Problem details: Pick out every line in the items below that contains the word "skin", and copy each one. Matching is case-sensitive.
►
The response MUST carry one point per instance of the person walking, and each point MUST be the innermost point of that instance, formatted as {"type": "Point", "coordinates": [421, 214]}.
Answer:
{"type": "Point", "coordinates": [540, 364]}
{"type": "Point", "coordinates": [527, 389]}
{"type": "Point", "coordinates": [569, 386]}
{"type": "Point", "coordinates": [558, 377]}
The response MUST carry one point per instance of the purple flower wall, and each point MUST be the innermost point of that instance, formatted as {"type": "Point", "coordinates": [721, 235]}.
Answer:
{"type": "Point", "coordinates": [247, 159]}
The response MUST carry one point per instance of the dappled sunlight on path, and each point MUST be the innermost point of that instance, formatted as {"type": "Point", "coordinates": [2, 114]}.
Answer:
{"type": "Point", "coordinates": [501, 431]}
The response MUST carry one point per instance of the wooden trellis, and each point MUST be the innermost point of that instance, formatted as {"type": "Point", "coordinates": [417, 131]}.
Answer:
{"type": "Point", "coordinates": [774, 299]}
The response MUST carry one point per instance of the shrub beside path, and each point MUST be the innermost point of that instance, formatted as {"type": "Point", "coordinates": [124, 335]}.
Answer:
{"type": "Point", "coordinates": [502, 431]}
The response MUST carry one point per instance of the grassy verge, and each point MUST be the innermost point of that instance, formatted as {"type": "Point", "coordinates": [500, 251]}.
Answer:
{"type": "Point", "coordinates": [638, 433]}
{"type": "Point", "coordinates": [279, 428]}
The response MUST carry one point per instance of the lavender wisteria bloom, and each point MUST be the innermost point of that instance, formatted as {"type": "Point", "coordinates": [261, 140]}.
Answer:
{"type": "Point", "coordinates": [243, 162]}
◄
►
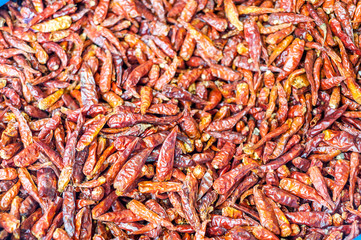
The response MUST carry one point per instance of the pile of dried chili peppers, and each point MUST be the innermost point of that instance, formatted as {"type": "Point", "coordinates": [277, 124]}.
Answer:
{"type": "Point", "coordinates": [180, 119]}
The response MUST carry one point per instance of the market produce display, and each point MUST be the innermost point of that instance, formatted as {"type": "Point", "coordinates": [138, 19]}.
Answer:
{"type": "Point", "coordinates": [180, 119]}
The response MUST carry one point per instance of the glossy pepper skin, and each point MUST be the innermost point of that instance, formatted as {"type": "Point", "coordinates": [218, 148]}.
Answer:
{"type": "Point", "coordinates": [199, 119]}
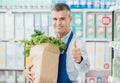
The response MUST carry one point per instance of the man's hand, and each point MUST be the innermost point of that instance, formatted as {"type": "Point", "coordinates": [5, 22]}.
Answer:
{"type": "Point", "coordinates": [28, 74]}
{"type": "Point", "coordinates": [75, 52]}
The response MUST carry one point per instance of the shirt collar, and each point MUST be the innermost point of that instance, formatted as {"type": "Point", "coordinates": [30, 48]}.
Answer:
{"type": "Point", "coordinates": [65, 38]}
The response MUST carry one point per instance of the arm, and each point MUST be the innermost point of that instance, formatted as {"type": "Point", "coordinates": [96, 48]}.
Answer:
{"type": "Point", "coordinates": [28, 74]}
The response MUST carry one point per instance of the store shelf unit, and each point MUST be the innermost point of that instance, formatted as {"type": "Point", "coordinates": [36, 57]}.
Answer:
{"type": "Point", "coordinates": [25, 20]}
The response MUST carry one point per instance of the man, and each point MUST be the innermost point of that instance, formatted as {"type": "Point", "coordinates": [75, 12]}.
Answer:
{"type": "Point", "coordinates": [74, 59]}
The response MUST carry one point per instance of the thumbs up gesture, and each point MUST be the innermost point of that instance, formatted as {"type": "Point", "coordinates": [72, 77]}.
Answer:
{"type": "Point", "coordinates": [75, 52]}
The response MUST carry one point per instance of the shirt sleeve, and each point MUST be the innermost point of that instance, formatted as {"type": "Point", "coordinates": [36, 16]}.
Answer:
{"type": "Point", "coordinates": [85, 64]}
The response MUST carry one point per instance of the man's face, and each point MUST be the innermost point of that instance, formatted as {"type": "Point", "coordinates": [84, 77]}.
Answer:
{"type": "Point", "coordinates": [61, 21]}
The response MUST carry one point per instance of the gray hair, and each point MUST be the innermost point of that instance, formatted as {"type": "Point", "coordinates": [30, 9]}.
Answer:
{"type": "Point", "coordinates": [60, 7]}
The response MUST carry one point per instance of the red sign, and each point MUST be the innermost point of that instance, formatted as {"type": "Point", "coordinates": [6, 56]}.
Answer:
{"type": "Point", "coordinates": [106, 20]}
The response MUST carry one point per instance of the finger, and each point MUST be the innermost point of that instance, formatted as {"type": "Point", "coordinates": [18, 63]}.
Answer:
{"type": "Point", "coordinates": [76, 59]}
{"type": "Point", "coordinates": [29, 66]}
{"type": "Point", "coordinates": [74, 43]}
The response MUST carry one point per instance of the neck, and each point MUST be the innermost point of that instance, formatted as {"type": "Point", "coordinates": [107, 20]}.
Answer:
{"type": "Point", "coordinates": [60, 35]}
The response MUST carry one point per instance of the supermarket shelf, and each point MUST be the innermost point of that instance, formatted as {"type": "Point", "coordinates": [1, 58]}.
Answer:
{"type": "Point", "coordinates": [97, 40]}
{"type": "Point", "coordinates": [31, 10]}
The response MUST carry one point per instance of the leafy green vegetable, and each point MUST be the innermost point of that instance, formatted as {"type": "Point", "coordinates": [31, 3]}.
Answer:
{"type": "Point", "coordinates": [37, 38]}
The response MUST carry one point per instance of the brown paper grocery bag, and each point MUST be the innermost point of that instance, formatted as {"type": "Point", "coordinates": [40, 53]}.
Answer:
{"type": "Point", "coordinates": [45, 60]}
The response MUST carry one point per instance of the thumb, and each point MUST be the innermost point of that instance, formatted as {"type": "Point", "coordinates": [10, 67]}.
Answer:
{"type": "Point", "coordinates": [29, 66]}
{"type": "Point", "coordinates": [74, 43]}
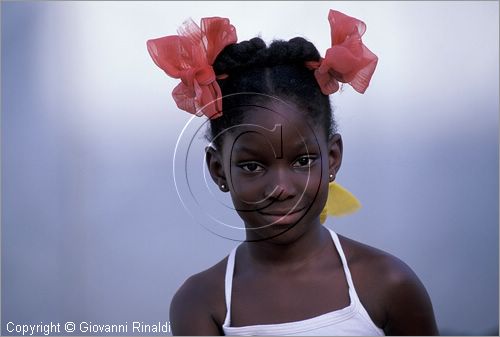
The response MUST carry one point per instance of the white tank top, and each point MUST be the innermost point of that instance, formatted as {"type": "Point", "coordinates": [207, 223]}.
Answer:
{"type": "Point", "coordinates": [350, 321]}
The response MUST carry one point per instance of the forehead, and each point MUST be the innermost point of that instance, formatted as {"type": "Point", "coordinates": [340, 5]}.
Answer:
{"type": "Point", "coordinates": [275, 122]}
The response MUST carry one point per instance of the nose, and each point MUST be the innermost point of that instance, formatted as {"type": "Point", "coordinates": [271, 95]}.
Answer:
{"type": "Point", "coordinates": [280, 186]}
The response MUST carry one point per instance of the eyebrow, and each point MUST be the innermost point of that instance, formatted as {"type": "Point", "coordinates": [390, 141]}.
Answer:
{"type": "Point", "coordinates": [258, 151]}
◄
►
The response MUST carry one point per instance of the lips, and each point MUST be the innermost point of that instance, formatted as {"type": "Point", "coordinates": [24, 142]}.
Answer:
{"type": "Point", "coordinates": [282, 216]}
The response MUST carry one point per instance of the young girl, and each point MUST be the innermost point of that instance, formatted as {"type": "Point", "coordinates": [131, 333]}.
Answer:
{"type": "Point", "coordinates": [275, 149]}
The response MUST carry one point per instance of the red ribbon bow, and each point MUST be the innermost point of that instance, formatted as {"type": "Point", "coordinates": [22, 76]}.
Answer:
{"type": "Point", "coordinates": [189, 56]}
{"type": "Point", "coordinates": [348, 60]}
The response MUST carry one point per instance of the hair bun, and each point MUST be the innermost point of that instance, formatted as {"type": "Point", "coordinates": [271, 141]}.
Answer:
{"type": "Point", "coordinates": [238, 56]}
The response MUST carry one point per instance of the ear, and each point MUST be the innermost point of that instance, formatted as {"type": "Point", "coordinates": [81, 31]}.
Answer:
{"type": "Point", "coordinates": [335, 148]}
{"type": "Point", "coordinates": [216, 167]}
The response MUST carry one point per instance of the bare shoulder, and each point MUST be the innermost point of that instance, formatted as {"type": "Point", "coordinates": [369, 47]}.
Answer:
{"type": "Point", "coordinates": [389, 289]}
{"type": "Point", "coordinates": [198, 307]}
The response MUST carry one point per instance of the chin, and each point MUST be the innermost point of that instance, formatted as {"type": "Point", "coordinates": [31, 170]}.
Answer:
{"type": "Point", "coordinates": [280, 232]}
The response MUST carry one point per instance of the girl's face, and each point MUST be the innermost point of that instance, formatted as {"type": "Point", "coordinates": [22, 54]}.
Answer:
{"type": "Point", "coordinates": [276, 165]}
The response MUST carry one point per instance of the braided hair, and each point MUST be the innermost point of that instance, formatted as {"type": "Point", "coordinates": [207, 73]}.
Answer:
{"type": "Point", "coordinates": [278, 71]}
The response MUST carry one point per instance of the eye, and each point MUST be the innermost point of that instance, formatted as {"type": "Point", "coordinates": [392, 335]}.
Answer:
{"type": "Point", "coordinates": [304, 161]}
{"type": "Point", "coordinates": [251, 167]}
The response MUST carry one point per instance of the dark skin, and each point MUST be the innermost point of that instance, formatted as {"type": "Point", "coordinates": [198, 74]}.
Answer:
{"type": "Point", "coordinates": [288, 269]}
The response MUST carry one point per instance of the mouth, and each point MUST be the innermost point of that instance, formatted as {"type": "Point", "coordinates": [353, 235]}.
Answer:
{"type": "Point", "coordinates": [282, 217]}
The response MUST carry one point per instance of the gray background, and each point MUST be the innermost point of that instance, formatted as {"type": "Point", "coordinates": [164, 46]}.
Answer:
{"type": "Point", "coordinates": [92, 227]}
◄
Response:
The response MUST carry one point per instance of the glossy pepper skin, and each point MUST be the innermost point of that instance, formatted as {"type": "Point", "coordinates": [218, 148]}.
The response MUST carry one point per instance of the dark skin, and each point MUST be the innermost point of that instance, formatted as {"type": "Point", "coordinates": [198, 74]}.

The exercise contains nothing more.